## TEXT

--- --- ---

Sunday, May 06, 2007

David Lynch's Inland Empire at the VIFC


Went to see Inland Empire at a sold out screening tonight. Sat in a plastic chair at the back of the auditorium because all the other seats were taken. Arrive early if you go to see it - there're still a few days left.

The film starts out and you feel okay. We're in Lynchland, but it's interesting enough. Seems to be about infidelity and the relationship of movies to reality; there's something like a plot that emerges, after a few strange bits, and you feel more or less comfortable - it's no weirder, initially, than Lost Highway or Mullholand Drive, offering us a story about a movie being filmed, which may or may not have a bearing on another movie in the past; the relationships in both movies may be spilling over into reality and there's a certain degree of narrative suspense, involving very "Hollywood" questions of who will sleep with whom and what the consequences will be. My favourite bit in this section of the film involves a creepy turn from Grace Zabriskie, who echoes Robert Blake's character in Lost Highway. I remember getting off (literally, I'm afraid) on some of Zabriskie's erotica (a funny but sexy short story called "Screaming Julians" in one o' those Susie Bright anthologies, I think) and am always amused to see the uses Lynch can put her to - generally unflattering but often quite compelling. (Does it mean anything that Laura Dern's main character in the film is called Nikki Grace?).

--- --- ---

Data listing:
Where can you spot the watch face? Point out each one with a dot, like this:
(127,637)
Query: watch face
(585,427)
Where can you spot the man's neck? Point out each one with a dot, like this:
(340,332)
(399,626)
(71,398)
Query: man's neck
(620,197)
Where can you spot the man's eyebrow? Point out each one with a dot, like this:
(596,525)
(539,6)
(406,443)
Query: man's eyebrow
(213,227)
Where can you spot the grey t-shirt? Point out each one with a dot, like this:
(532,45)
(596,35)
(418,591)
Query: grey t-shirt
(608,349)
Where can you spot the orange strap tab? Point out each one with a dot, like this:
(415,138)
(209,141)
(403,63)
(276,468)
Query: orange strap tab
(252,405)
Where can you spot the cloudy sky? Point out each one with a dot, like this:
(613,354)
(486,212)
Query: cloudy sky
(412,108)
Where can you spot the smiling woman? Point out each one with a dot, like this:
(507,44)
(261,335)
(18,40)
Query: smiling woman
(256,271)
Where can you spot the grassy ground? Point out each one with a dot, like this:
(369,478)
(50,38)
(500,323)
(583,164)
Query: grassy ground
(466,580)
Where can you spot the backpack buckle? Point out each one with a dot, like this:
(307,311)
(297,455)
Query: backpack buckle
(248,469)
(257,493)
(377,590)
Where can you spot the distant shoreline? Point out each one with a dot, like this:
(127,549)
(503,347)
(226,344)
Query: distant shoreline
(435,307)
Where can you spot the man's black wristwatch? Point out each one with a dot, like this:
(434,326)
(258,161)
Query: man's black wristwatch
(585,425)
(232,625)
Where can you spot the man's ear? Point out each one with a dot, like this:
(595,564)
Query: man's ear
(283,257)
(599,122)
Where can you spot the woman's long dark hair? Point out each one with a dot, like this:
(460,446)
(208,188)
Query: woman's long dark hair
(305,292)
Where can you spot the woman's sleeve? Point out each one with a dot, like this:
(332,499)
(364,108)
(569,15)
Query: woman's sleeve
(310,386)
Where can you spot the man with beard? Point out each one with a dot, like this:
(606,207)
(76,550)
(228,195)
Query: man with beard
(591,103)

--- --- ---

## SHORT EXERCISE 1
Quote the Inland Empire review word for word, everything from "David Lynch's Inland" down to "few days left.".
## SHORT EXERCISE 2
Count the lines of the data listing that contain the string "dark", treating case as significant, and give only the number.

## FULL SOLUTION 1
David Lynch's Inland Empire at the VIFC


Went to see Inland Empire at a sold out screening tonight. Sat in a plastic chair at the back of the auditorium because all the other seats were taken. Arrive early if you go to see it - there're still a few days left.

## FULL SOLUTION 2
2